*FRAGMENTO DEL TEXTO*.
▼

Constant escribió El cuaderno rojo cuando tenía ya cuarenta y cuatro años, en 1811, como precisa en un pasaje del mismo, y a juzgar por todos los indicios del manuscrito lo retocó posteriormente, y es posible incluso que lo reescribiera por completo. Para entonces ya se había casado dos veces, la segunda en secreto, seguramente por temor a Madame de Staël, con quien seguía manteniendo una tortuosa relación, después de que ésta hubiese rechazado años atrás su proposición de matrimonio. Había escrito ya el Adolphe, y ese mismo año, si no antes, comenzaría Cécile, por limitarnos a sus obras más autobiográficas (Alfred Roulin ha apuntado la hipótesis de que tal vez las páginas de El cuaderno rojo fuesen originalmente las de los primeros capítulos de Adolphe, desechados por Constant).

▲

*DATOS PROPORCIONADOS*.

▼

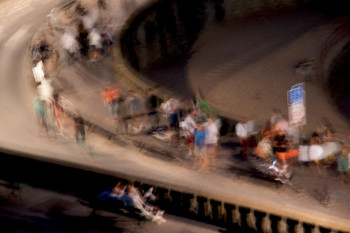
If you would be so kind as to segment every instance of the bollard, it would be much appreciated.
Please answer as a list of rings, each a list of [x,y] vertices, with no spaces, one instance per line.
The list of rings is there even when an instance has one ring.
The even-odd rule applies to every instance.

▲

*TAREA A*.
Según el fragmento, ¿en qué año escribió Constant El cuaderno rojo?
*TAREA B*.
Extrae del fragmento el pasaje que va desde "Constant escribió El" hasta "desechados por Constant).", ambos incluidos.
Los datos no son necesarios aquí.

*RESULTADO A*.
En 1811.

*RESULTADO B*.
Constant escribió El cuaderno rojo cuando tenía ya cuarenta y cuatro años, en 1811, como precisa en un pasaje del mismo, y a juzgar por todos los indicios del manuscrito lo retocó posteriormente, y es posible incluso que lo reescribiera por completo. Para entonces ya se había casado dos veces, la segunda en secreto, seguramente por temor a Madame de Staël, con quien seguía manteniendo una tortuosa relación, después de que ésta hubiese rechazado años atrás su proposición de matrimonio. Había escrito ya el Adolphe, y ese mismo año, si no antes, comenzaría Cécile, por limitarnos a sus obras más autobiográficas (Alfred Roulin ha apuntado la hipótesis de que tal vez las páginas de El cuaderno rojo fuesen originalmente las de los primeros capítulos de Adolphe, desechados por Constant).